> **Exercise aim**: Look below for the line with "Target: paved walkway", and from there restate every line word for word until the entries end.

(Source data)
____
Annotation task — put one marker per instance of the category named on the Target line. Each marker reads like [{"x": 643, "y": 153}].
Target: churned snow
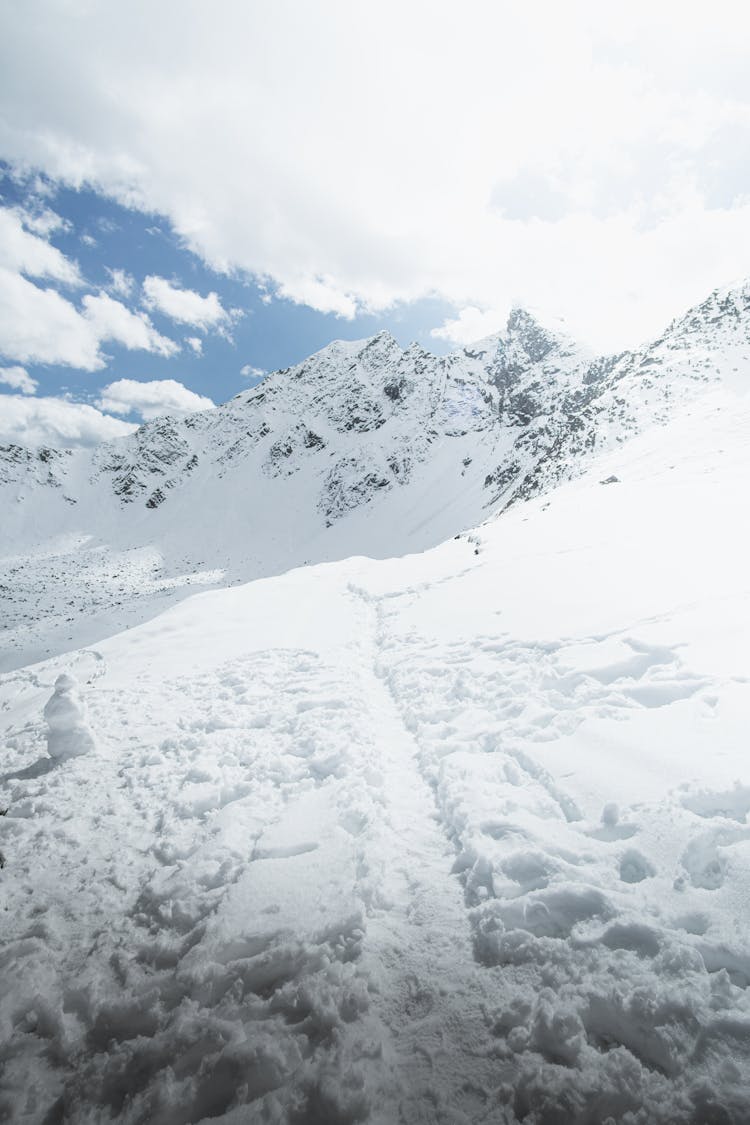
[{"x": 455, "y": 837}]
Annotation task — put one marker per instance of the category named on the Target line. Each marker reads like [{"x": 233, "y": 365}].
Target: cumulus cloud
[
  {"x": 184, "y": 305},
  {"x": 37, "y": 325},
  {"x": 151, "y": 399},
  {"x": 585, "y": 162},
  {"x": 122, "y": 282},
  {"x": 18, "y": 379},
  {"x": 25, "y": 252},
  {"x": 55, "y": 422},
  {"x": 471, "y": 324},
  {"x": 111, "y": 320}
]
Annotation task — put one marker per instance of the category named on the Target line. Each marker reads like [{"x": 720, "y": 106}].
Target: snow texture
[
  {"x": 69, "y": 734},
  {"x": 460, "y": 836}
]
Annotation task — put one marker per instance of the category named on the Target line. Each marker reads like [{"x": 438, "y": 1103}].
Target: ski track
[{"x": 361, "y": 896}]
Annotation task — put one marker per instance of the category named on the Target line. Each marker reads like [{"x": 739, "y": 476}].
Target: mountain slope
[
  {"x": 364, "y": 448},
  {"x": 457, "y": 837}
]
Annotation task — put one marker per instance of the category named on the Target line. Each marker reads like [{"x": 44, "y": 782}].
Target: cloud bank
[
  {"x": 586, "y": 160},
  {"x": 152, "y": 398},
  {"x": 55, "y": 422}
]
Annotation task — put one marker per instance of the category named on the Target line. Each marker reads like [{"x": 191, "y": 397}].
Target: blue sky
[
  {"x": 267, "y": 332},
  {"x": 264, "y": 185}
]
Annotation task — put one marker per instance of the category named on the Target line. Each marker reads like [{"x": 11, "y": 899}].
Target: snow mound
[{"x": 69, "y": 734}]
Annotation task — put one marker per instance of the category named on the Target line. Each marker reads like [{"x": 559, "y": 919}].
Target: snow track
[{"x": 417, "y": 951}]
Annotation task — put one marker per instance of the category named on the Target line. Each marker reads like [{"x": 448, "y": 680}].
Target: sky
[{"x": 193, "y": 194}]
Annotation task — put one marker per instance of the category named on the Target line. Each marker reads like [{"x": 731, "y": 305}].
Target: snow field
[{"x": 452, "y": 838}]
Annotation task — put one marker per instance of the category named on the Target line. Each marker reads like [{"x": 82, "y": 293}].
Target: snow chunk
[{"x": 69, "y": 732}]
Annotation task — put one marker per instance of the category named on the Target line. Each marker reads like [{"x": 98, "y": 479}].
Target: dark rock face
[{"x": 515, "y": 413}]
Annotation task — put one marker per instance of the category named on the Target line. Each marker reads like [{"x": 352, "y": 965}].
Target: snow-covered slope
[
  {"x": 458, "y": 837},
  {"x": 364, "y": 448}
]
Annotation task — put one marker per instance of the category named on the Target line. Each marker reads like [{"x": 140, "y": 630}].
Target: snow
[
  {"x": 454, "y": 833},
  {"x": 460, "y": 836},
  {"x": 69, "y": 734}
]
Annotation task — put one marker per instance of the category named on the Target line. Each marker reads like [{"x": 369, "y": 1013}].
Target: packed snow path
[{"x": 458, "y": 837}]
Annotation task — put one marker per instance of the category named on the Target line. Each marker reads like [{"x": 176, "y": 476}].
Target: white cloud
[
  {"x": 122, "y": 282},
  {"x": 23, "y": 251},
  {"x": 55, "y": 422},
  {"x": 184, "y": 305},
  {"x": 588, "y": 160},
  {"x": 151, "y": 399},
  {"x": 39, "y": 326},
  {"x": 18, "y": 379},
  {"x": 471, "y": 324},
  {"x": 110, "y": 320}
]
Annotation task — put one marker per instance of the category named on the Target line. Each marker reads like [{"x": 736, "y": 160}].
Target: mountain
[
  {"x": 364, "y": 448},
  {"x": 457, "y": 837}
]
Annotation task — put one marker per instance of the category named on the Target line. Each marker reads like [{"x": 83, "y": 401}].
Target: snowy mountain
[
  {"x": 458, "y": 837},
  {"x": 363, "y": 449}
]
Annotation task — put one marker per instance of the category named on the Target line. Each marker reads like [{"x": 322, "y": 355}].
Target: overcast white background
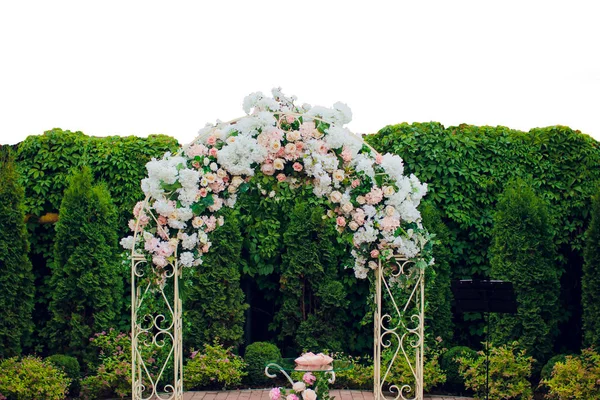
[{"x": 137, "y": 68}]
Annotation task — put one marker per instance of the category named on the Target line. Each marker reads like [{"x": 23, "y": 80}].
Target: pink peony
[
  {"x": 309, "y": 378},
  {"x": 267, "y": 169},
  {"x": 275, "y": 394}
]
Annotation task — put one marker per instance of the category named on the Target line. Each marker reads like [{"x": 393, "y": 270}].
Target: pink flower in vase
[
  {"x": 309, "y": 378},
  {"x": 275, "y": 394}
]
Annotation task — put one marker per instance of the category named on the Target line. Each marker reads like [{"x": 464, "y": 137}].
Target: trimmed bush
[
  {"x": 257, "y": 354},
  {"x": 32, "y": 378},
  {"x": 450, "y": 366},
  {"x": 578, "y": 378},
  {"x": 86, "y": 273},
  {"x": 509, "y": 369},
  {"x": 70, "y": 366},
  {"x": 216, "y": 367},
  {"x": 16, "y": 279},
  {"x": 523, "y": 253},
  {"x": 590, "y": 286}
]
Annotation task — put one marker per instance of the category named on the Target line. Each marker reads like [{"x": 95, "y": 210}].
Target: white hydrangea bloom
[
  {"x": 237, "y": 157},
  {"x": 186, "y": 259}
]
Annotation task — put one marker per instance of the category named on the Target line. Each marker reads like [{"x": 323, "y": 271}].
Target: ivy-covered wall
[{"x": 467, "y": 167}]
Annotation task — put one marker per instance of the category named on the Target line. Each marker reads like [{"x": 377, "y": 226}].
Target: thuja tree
[
  {"x": 438, "y": 296},
  {"x": 590, "y": 296},
  {"x": 214, "y": 302},
  {"x": 16, "y": 278},
  {"x": 523, "y": 253},
  {"x": 86, "y": 281}
]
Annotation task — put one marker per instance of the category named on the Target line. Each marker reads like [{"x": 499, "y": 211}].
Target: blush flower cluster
[{"x": 371, "y": 198}]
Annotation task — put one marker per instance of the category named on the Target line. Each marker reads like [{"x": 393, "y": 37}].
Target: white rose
[
  {"x": 299, "y": 386},
  {"x": 335, "y": 196},
  {"x": 389, "y": 211},
  {"x": 347, "y": 207},
  {"x": 388, "y": 191},
  {"x": 309, "y": 394},
  {"x": 278, "y": 164}
]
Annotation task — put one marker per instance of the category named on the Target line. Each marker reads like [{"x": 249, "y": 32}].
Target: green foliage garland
[
  {"x": 88, "y": 289},
  {"x": 16, "y": 278},
  {"x": 590, "y": 291},
  {"x": 522, "y": 253}
]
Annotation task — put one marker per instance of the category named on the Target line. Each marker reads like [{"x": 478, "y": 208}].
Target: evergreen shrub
[
  {"x": 590, "y": 290},
  {"x": 256, "y": 356},
  {"x": 32, "y": 378},
  {"x": 16, "y": 279},
  {"x": 86, "y": 277},
  {"x": 523, "y": 253}
]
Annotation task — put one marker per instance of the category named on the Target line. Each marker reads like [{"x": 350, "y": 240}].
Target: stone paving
[{"x": 263, "y": 394}]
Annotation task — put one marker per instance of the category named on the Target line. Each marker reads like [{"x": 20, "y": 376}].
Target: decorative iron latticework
[
  {"x": 156, "y": 325},
  {"x": 399, "y": 329}
]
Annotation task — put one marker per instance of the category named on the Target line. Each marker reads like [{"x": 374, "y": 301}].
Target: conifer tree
[
  {"x": 16, "y": 278},
  {"x": 86, "y": 281},
  {"x": 523, "y": 253},
  {"x": 590, "y": 285}
]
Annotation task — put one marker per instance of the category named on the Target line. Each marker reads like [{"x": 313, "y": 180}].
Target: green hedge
[{"x": 16, "y": 278}]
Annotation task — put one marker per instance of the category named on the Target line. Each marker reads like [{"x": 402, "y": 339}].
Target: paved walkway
[{"x": 263, "y": 394}]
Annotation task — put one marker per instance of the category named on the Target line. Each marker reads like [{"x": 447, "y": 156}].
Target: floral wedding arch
____
> **Written reply**:
Target: paved walkway
[{"x": 263, "y": 394}]
Annotation task — put one marker per instance of the category named on the Target line. Each marker reads like [{"x": 447, "y": 156}].
Target: floral wedding arch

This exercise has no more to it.